**Exercise goal:** Can you print the data exactly and leave out each image?

**Input records:**
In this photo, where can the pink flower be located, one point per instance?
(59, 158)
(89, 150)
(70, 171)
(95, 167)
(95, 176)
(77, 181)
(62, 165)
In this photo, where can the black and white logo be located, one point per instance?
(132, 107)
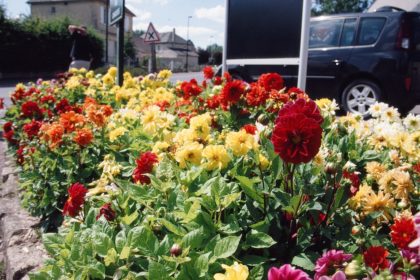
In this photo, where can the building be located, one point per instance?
(91, 13)
(171, 51)
(408, 5)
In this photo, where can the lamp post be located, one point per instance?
(106, 31)
(188, 39)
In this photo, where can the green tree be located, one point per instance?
(129, 47)
(326, 7)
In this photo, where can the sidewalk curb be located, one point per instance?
(21, 246)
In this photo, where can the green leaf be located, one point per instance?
(97, 271)
(144, 239)
(228, 199)
(194, 238)
(111, 257)
(157, 271)
(248, 187)
(303, 261)
(253, 260)
(257, 273)
(173, 228)
(52, 242)
(340, 198)
(192, 212)
(201, 264)
(226, 247)
(125, 253)
(259, 240)
(120, 240)
(128, 220)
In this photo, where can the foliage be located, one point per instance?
(326, 7)
(186, 181)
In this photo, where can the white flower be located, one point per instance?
(390, 115)
(412, 122)
(376, 109)
(349, 166)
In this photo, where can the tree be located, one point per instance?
(325, 7)
(203, 56)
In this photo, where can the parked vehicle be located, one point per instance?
(357, 59)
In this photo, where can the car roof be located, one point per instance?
(368, 14)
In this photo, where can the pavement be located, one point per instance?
(7, 86)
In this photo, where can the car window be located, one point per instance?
(370, 28)
(349, 30)
(325, 33)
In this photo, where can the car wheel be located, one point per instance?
(359, 95)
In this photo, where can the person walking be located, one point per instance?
(81, 51)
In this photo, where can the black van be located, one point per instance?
(357, 59)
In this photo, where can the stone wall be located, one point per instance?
(21, 248)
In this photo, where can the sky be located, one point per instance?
(206, 26)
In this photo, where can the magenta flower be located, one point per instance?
(339, 275)
(330, 262)
(287, 272)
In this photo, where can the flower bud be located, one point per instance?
(330, 169)
(355, 230)
(263, 119)
(176, 250)
(354, 269)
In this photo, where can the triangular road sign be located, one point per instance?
(151, 35)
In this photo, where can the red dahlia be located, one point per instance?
(375, 257)
(250, 128)
(257, 95)
(217, 81)
(106, 211)
(31, 109)
(296, 138)
(77, 193)
(190, 89)
(302, 106)
(145, 165)
(355, 181)
(271, 81)
(208, 72)
(83, 137)
(232, 92)
(31, 129)
(63, 106)
(403, 232)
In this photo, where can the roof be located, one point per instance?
(30, 2)
(407, 5)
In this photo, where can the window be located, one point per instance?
(325, 33)
(102, 13)
(369, 30)
(349, 30)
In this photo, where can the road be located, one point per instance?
(6, 88)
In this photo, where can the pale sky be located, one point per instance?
(206, 25)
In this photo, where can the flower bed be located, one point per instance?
(219, 180)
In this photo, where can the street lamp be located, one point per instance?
(188, 39)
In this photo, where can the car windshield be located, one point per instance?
(325, 33)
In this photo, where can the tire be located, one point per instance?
(359, 95)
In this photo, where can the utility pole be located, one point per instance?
(120, 60)
(106, 31)
(188, 39)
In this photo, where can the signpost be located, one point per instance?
(117, 14)
(267, 33)
(151, 37)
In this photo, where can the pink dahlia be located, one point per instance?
(329, 262)
(287, 272)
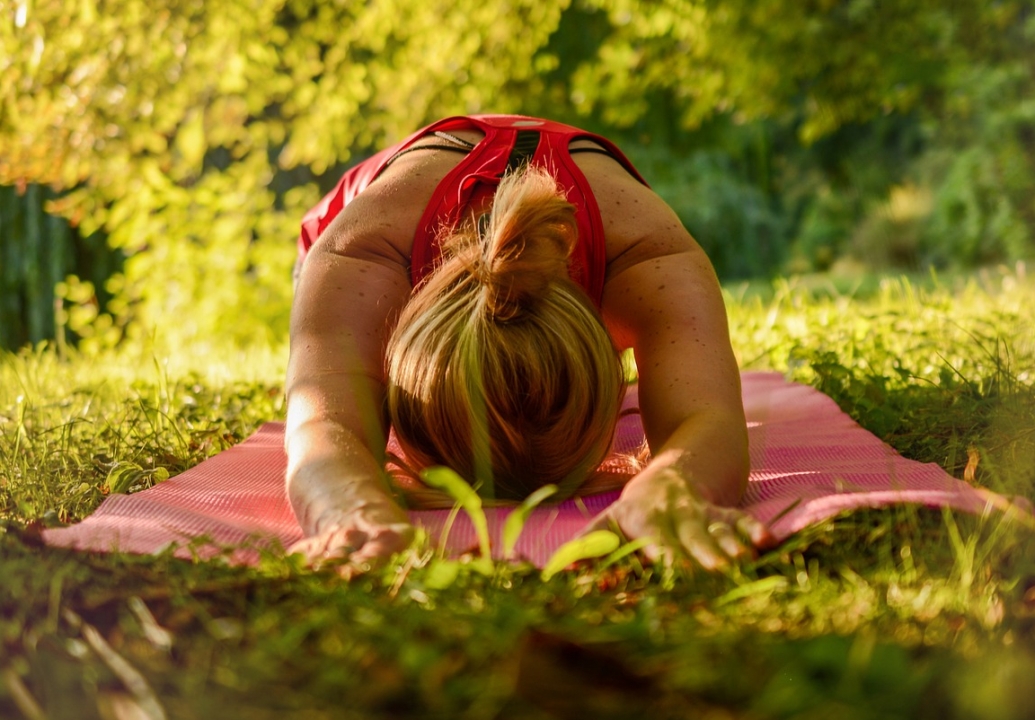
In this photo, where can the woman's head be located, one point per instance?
(499, 366)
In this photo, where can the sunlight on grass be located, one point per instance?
(879, 611)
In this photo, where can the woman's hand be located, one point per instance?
(365, 534)
(660, 504)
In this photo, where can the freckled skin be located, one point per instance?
(353, 286)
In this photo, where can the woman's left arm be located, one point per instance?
(663, 300)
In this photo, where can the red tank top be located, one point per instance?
(509, 141)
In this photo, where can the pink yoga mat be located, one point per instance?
(809, 461)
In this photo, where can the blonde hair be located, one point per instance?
(499, 366)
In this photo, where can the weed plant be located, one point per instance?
(903, 612)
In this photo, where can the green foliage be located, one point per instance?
(899, 612)
(788, 135)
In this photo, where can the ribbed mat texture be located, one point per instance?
(809, 461)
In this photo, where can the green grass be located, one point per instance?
(903, 612)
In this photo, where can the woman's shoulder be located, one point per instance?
(383, 218)
(639, 226)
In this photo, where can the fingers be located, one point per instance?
(362, 549)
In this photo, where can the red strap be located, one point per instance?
(476, 178)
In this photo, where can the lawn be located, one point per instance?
(897, 613)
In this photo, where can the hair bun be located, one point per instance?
(527, 243)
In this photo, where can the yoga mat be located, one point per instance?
(809, 461)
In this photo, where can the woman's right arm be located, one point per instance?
(351, 288)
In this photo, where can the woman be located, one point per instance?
(486, 318)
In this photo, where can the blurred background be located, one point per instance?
(156, 156)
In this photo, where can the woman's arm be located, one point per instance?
(353, 283)
(662, 299)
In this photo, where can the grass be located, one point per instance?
(903, 612)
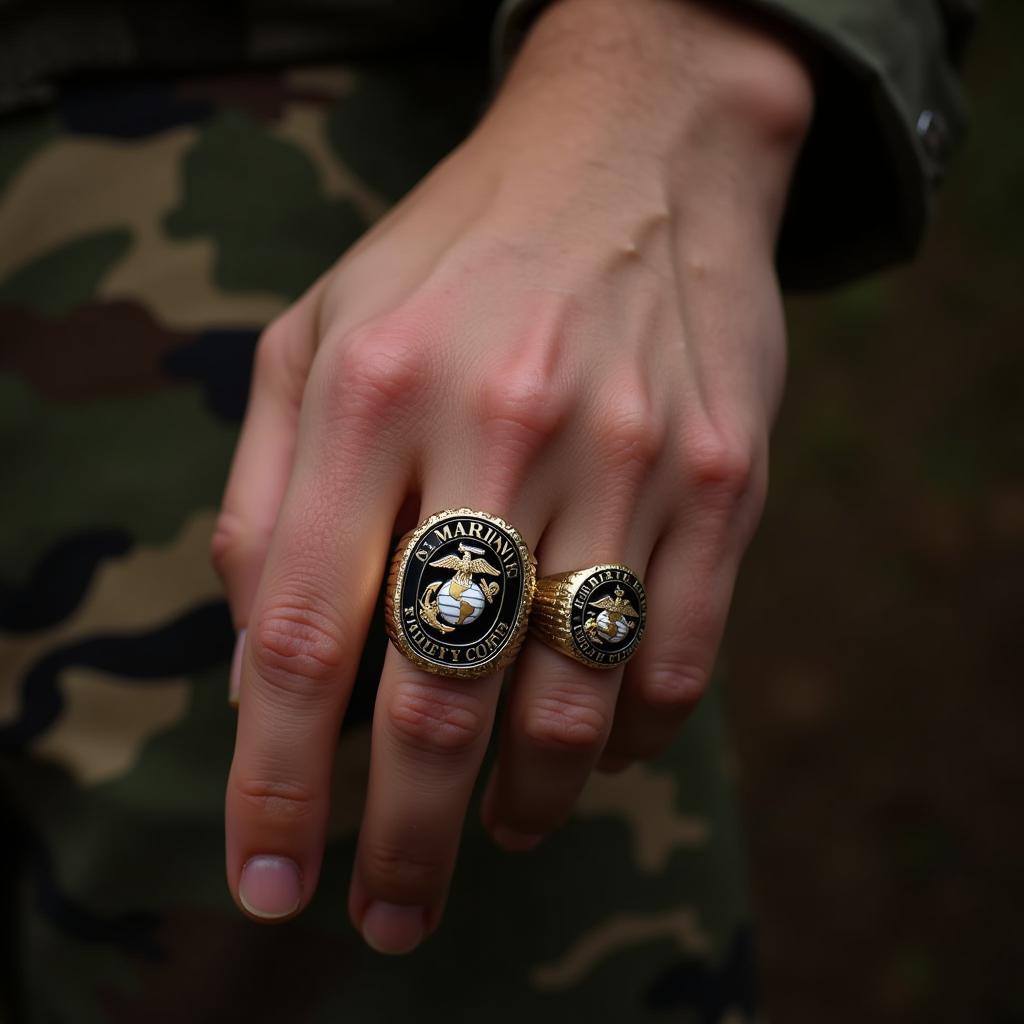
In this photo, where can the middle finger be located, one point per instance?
(430, 732)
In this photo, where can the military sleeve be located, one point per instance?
(889, 114)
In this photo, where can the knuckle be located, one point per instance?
(288, 803)
(296, 646)
(400, 872)
(630, 436)
(233, 536)
(523, 407)
(567, 720)
(226, 539)
(435, 719)
(276, 356)
(376, 371)
(674, 687)
(719, 467)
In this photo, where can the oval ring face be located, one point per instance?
(461, 594)
(607, 614)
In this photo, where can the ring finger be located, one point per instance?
(560, 712)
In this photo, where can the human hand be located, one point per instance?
(572, 323)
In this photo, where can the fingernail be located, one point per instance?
(515, 841)
(389, 928)
(235, 679)
(270, 887)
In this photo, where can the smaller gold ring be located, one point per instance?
(459, 594)
(597, 614)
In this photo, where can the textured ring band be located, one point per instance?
(459, 594)
(597, 614)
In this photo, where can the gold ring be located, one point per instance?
(596, 615)
(459, 594)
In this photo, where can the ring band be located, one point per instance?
(459, 594)
(597, 614)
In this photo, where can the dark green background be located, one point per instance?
(876, 652)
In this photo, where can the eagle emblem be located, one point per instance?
(611, 624)
(460, 600)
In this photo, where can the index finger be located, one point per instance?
(309, 620)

**Worked answer:**
In this photo, where can the pink flower be located, one point per instance?
(59, 158)
(89, 150)
(70, 171)
(95, 167)
(95, 176)
(77, 181)
(62, 165)
In this photo, where can the black and white logo be located, one point per instance?
(132, 107)
In this photo, where can the building be located, one point per instance?
(91, 13)
(171, 51)
(408, 5)
In this photo, where can the lamp post be located, one point per instance?
(106, 31)
(188, 39)
In this photo, where can the green tree be located, one point per instance?
(129, 47)
(326, 7)
In this photo, where can the sidewalk curb be located, one point per instance?
(21, 246)
In this photo, where can the green leaf be located, one point per instance?
(97, 271)
(144, 239)
(228, 199)
(194, 238)
(111, 257)
(157, 271)
(248, 187)
(303, 261)
(253, 260)
(257, 273)
(173, 228)
(52, 242)
(340, 198)
(192, 212)
(201, 264)
(226, 247)
(125, 253)
(259, 240)
(120, 240)
(128, 220)
In this photo, where can the foliage be located, one point per instance?
(326, 7)
(186, 181)
In this photo, where can the white flower be located, one point per instance?
(390, 115)
(412, 122)
(376, 109)
(349, 166)
In this photo, where can the tree be located, one point per instance?
(325, 7)
(203, 56)
In this photo, where can the parked vehicle be located, one point per instance?
(357, 59)
In this photo, where can the car roof be located, one point per instance?
(368, 14)
In this photo, where can the pavement be located, one point per instance?
(7, 86)
In this photo, where can the car window be located, one point per instance?
(370, 28)
(349, 30)
(325, 33)
In this photo, where can the car wheel be located, one point per instance?
(359, 95)
In this photo, where can the person walking be located, one point per instance?
(81, 51)
In this photo, where can the black van be located, one point per instance?
(357, 59)
In this photo, where can the stone wall be located, one point per instance?
(21, 248)
In this photo, where can the sky be located, one point per instance?
(206, 26)
In this photo, where can the magenta flower be located, one point per instance?
(339, 275)
(330, 262)
(287, 272)
In this photo, where can the flower bud be located, one point per instance?
(330, 169)
(355, 230)
(263, 119)
(176, 250)
(354, 269)
In this photo, where can the triangular road sign be located, one point per instance?
(151, 35)
In this photo, where can the red dahlia be located, one point per instance?
(375, 257)
(250, 128)
(257, 95)
(217, 81)
(106, 211)
(31, 109)
(296, 138)
(77, 193)
(190, 89)
(302, 106)
(145, 165)
(355, 181)
(271, 81)
(208, 72)
(83, 137)
(232, 92)
(31, 129)
(63, 106)
(403, 232)
In this photo, where can the roof be located, one point per instance?
(30, 2)
(407, 5)
In this photo, where can the window be located, one point per instance?
(325, 33)
(102, 13)
(369, 30)
(349, 30)
In this photo, where can the road be located, one point per instance?
(6, 88)
In this photo, where can the pale sky be located, one point per instance?
(206, 25)
In this photo, where can the flower bed be located, one point per instance?
(219, 180)
In this photo, where can the street lamp be located, one point per instance?
(188, 39)
In this photo, where can the car windshield be located, one point per instance?
(325, 33)
In this photo, where can the tire be located, one point per instance?
(359, 95)
In this photo, where can the utility pole be located, one point per instance?
(120, 60)
(106, 31)
(188, 39)
In this photo, where can the signpost be located, one point per instance?
(117, 14)
(267, 33)
(151, 37)
In this photo, where can the pink dahlia be located, one point per instance?
(329, 262)
(287, 272)
In this photo, where can the woman's head be located, one point per instance?
(499, 366)
In this photo, where can the sunlight on grass be located, one point per instance?
(879, 611)
In this photo, where can the woman's hand be located, one point per instance?
(365, 534)
(660, 504)
In this photo, where can the freckled skin be located, one point per instance?
(353, 286)
In this photo, where can the woman's left arm be located, one point per instance?
(663, 300)
In this photo, where can the red tank top be located, one point per instance?
(509, 141)
In this photo, where can the pink yoga mat be located, one point per instance?
(809, 461)
In this photo, where can the blonde hair be located, one point per instance?
(499, 366)
In this photo, where can the weed plant be located, one point per instance?
(903, 612)
In this photo, where can the green foliage be located, one point per instance?
(899, 612)
(788, 135)
In this photo, where can the ribbed mat texture be located, one point per instance?
(809, 461)
In this photo, where can the green grass be located, one point per instance?
(903, 612)
In this photo, where can the woman's shoulder be located, one point per instance?
(383, 218)
(639, 226)
In this photo, where can the fingers be located, one point per instance?
(362, 549)
In this photo, where can the red strap be located, one point per instance?
(476, 178)
In this photo, where can the lawn be located, one point per instance?
(897, 613)
In this photo, where can the hair bun be located, one point per instance?
(527, 243)
In this photo, where can the yoga mat be located, one point per instance?
(809, 461)
In this photo, where can the woman's right arm be located, one point per instance?
(351, 288)
In this photo, where can the woman be located, one point per instance?
(486, 318)
In this photo, where can the blurred background be located, one point per instance?
(156, 156)
In this photo, where can the woman's arm be located, one point per instance?
(353, 283)
(662, 299)
In this photo, where can the grass be located, one point per instance?
(903, 612)
In this photo, where can the middle finger be located, one point per instance?
(430, 732)
In this photo, where can the military sleeve be located, one point per instance?
(889, 114)
In this photo, where can the knuckle be located, one point per instance?
(288, 803)
(296, 646)
(400, 872)
(630, 436)
(233, 536)
(523, 407)
(567, 720)
(226, 539)
(435, 719)
(276, 356)
(376, 371)
(674, 687)
(719, 467)
In this photo, where can the oval ring face be located, one point per instance?
(461, 594)
(607, 614)
In this photo, where can the ring finger be located, one point per instance?
(560, 712)
In this photo, where can the human hand be located, one point per instance?
(572, 323)
In this photo, where can the fingernail be located, one point per instance?
(515, 841)
(389, 928)
(235, 679)
(270, 887)
In this photo, where can the smaller gold ring be located, one point per instance?
(459, 594)
(597, 614)
In this photo, where can the textured ring band be located, one point per instance?
(459, 594)
(597, 614)
In this photo, where can the gold ring be located, one point per instance?
(596, 615)
(459, 594)
In this photo, where can the ring band be located, one point per instance?
(459, 594)
(597, 614)
In this photo, where can the dark green background be located, one point per instance?
(876, 652)
In this photo, where can the eagle emblem be located, one point per instance?
(611, 624)
(460, 600)
In this photo, where can the index finger be located, one point per instance?
(309, 620)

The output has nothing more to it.